● Exercise: Copy the listing below word for word, but leave out the pictures.

## BEGIN

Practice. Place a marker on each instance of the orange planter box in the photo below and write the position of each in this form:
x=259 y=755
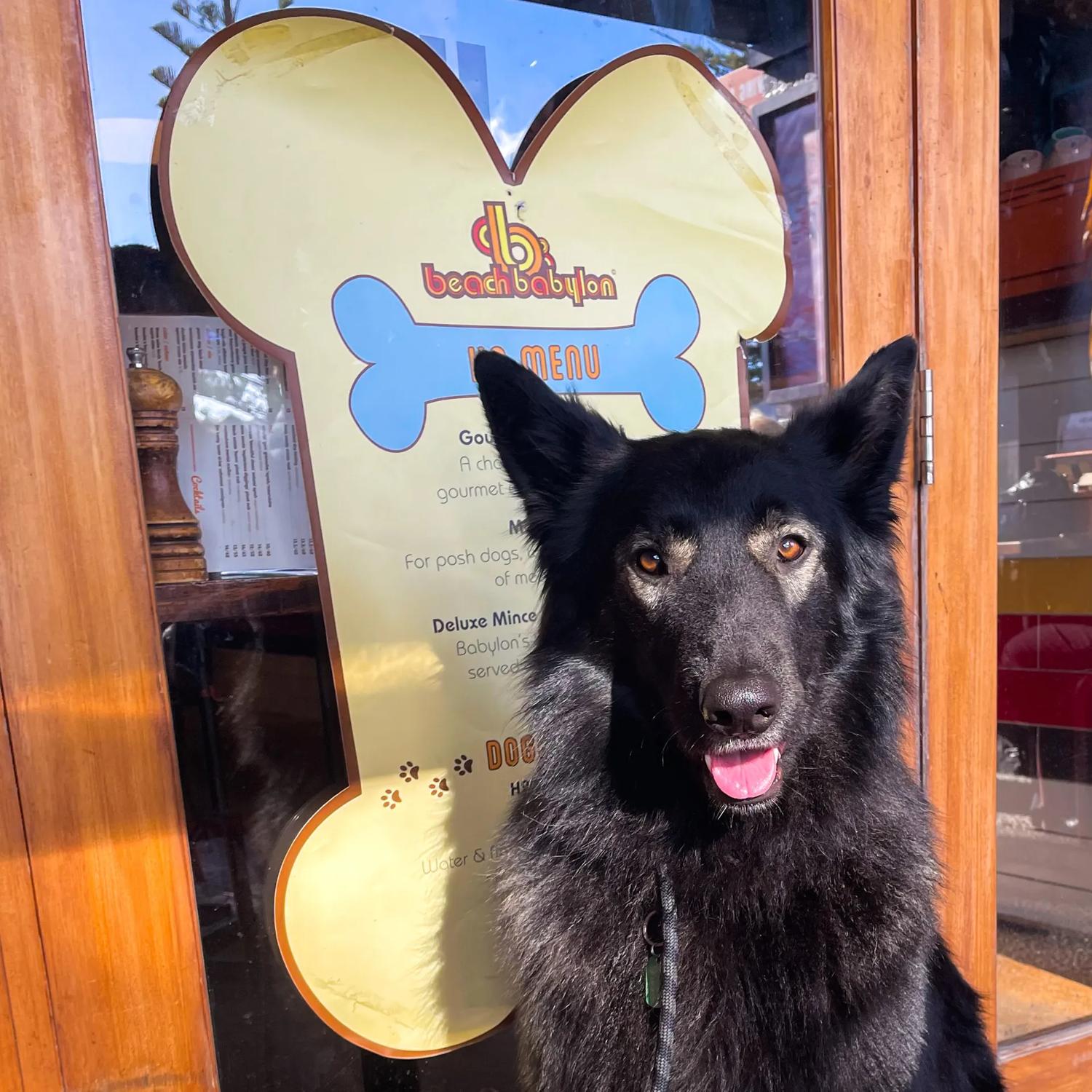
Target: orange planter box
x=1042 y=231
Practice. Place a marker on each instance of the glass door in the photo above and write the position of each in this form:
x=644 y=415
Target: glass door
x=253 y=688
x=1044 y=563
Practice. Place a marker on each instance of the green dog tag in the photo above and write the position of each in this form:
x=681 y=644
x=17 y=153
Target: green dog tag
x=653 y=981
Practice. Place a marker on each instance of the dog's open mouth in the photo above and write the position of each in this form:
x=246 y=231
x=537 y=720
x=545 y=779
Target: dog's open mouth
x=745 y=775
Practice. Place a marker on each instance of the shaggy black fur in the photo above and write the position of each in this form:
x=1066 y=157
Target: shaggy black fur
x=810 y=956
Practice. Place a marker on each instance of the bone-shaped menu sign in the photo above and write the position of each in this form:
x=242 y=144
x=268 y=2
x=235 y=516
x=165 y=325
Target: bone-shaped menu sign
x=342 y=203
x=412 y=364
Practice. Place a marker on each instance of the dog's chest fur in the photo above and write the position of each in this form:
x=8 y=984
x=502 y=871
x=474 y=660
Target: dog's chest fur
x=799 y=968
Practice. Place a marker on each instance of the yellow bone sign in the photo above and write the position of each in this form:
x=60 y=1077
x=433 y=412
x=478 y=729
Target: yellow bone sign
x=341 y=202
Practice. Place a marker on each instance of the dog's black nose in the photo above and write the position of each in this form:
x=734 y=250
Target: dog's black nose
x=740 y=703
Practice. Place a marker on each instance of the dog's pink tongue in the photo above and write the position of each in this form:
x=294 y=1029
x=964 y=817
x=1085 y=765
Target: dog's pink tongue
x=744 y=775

## END

● Solution below:
Practice. Place a marker on each instance of the orange planter box in the photo below and write the position of each in this form:
x=259 y=755
Target: orange planter box
x=1042 y=231
Practice. Place a marker on each instance of the glass door in the photo above and write the position of each in this form:
x=644 y=415
Target: glass door
x=253 y=688
x=1044 y=563
Practice. Place a marker on each instance of the green dog tag in the photo above and write the position of each in this form:
x=681 y=644
x=17 y=153
Target: green dog tag
x=653 y=981
Practice. Place a marker on each instance of the dog's open mouth in the photo above and write the position of each in this form:
x=246 y=231
x=537 y=720
x=545 y=779
Target: dog's open mouth
x=745 y=775
Practice. Place a marker on each instance of the shaggy black fur in the photo above and write the position of each in this form:
x=1066 y=157
Target: shaggy black fur
x=810 y=956
Practice. Place a marker on each instance of the bone-shaped menu sign in the photo above and write the position of each in this form:
x=242 y=144
x=268 y=2
x=235 y=516
x=165 y=325
Target: bone-shaped menu sign
x=342 y=203
x=412 y=364
Practice. Place a marker on each instance of the dog's chest fur in the photo above and write the position of each in this form:
x=8 y=984
x=502 y=871
x=474 y=660
Target: dog's chest fur
x=799 y=968
Practice. Place a marker on each instance of the yellow bone sign in the photo above and write the position of each in this form:
x=60 y=1077
x=433 y=412
x=478 y=729
Target: yellow bone sign
x=341 y=202
Practice. Place a marker on each instance of the dog's black nose in the photo above and write the position of each in this form:
x=734 y=250
Target: dog's black nose
x=740 y=703
Practice. Place a marker on each instance of the dog's pink tongue in the photo above and write the position of each in this form:
x=294 y=1029
x=964 y=817
x=1085 y=765
Target: dog's pink tongue
x=744 y=775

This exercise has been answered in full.